[Passage provided]
* * * * * * * * *

When he turned 5 in October, Spike Robinson celebrated with his parents, three siblings, and a pink cake decorated with M&M's and lollipops. It was your standard birthday bash—except when it was time to sing. “Spike asked us to do it very slowly, and in a whisper,” recounts his mom, Shavon Brown-Robinson, who lives in Dania, FL. “And then he didn't want us to cut the cake. He didn't want it ruined.” He finally relented—and then burst into tears. “But he got over it and had a big slice,” says Brown-Robinson proudly.
For most kids, a birthday party is a milestone; for Spike, it was a miracle. Just a couple years before, he hated celebrations. “Whenever there was singing or clapping, he'd start screaming,” says Brown-Robinson. By the time Spike was 3, he was struggling to make conversation and walking on his toes. It was clear he was more than quirky. Brown-Robinson made an appointment for him to be evaluated at the Miami Children's Hospital Dan Marino Center.
Spike was indeed diagnosed with autism, also known as autism spectrum disorder (ASD), which ranges from mild social awkwardness to sensory problems (trouble dealing with certain sounds or textures) to an inability to talk or take care of oneself at all.
“I was so scared for that diagnosis,” Brown-Robinson confesses, “but the moment we got it, the doors started flying open.”
Before Spike was born, such a story might not have existed. In just the past five years, experts' thinking on autism has changed, myths have been busted, breakthroughs have been made, awareness has skyrocketed, and children are making the sort of rapid, meaningful progress that previously would have been unimaginable. In a couple years, we will learn something new that changes everything all over again. But what we know right now could change a child's life.
Autism is being called an “epidemic.”
The “A” word is enough to rattle any parent: Nearly two-thirds of young moms and dads are concerned their child will be diagnosed with ASD, according to a recent survey by the Florida Institute of Technology. It's no wonder, given the runaway rates. Whereas 1 in 150 kids was diagnosed with some form of autism five years ago, 1 in 50 kids is on the spectrum today. These rising rates inspired Bob Wright, co-founder of Autism Speaks, to say, “We have an epidemic on our hands…. It is imperative that the U.S. government steps up its commitment to helping people living with autism today.” Last November, the first congressional hearing on autism in ten years was held to determine what the federal response should be.
It's the mystery as much as the increasing prevalence that we fear: Autism has no certain cause or simple cure. It's such an enigma that it's symbolized in awareness campaigns by a puzzle piece. But that's changing. “In the past five years alone, millions of dollars have been spent on researching autism, and we now know a tremendous amount about it,” says Rebecca Landa, Ph.D., director of the Center for Autism and Related Disorders at the Kennedy Krieger Institute in Baltimore.

* * * * * * * * *

[Extracted entries]
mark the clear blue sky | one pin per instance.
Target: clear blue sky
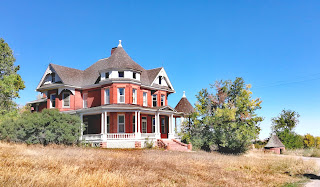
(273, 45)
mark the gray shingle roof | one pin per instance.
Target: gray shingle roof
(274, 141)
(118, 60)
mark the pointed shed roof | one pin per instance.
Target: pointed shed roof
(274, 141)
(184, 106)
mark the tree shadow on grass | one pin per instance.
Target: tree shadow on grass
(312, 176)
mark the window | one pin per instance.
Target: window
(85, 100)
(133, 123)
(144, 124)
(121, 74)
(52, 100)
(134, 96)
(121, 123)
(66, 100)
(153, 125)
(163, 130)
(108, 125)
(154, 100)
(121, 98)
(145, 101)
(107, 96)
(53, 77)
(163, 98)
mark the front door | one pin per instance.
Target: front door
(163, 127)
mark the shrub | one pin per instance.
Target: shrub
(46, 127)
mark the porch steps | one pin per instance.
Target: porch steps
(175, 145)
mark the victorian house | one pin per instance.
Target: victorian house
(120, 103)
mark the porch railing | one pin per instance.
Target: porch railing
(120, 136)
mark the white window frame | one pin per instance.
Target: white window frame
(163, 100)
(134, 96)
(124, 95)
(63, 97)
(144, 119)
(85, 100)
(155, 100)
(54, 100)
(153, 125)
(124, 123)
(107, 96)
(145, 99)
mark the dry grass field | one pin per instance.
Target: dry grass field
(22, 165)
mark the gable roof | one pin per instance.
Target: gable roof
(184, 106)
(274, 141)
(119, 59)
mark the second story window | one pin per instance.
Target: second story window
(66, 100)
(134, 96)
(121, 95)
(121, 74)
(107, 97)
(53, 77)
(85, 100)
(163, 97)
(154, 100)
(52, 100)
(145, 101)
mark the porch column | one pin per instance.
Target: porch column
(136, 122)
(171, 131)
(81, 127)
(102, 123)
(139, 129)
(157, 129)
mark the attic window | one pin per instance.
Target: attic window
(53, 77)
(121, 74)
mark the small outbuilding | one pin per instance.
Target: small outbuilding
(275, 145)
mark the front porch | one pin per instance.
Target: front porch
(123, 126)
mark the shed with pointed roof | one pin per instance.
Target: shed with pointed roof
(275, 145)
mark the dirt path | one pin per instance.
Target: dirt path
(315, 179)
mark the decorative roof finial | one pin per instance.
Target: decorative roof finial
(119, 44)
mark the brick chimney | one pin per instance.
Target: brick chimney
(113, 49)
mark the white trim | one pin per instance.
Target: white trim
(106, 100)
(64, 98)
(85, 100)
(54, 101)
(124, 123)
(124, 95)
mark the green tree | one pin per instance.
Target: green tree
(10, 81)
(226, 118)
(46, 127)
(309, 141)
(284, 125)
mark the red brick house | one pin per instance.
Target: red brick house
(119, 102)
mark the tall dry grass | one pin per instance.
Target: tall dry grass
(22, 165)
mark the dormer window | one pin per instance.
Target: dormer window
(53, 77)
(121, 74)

* * * * * * * * *

[Problem 1]
Copy the stretch of the passage on autism from "It's the mystery" through "Institute in Baltimore.", replacing "puzzle piece" with "jigsaw piece".
[Problem 2]
Answer these questions using the passage on autism:
(a) In what city and state does Spike's mother live?
(b) According to the Florida Institute of Technology survey, what share of young parents are concerned their child will be diagnosed with ASD?
(c) Who is the director of the Center for Autism and Related Disorders at the Kennedy Krieger Institute?

[Response area 1]
It's the mystery as much as the increasing prevalence that we fear: Autism has no certain cause or simple cure. It's such an enigma that it's symbolized in awareness campaigns by a jigsaw piece. But that's changing. “In the past five years alone, millions of dollars have been spent on researching autism, and we now know a tremendous amount about it,” says Rebecca Landa, Ph.D., director of the Center for Autism and Related Disorders at the Kennedy Krieger Institute in Baltimore.

[Response area 2]
(a) Dania, FL.
(b) Nearly two-thirds.
(c) Rebecca Landa, Ph.D.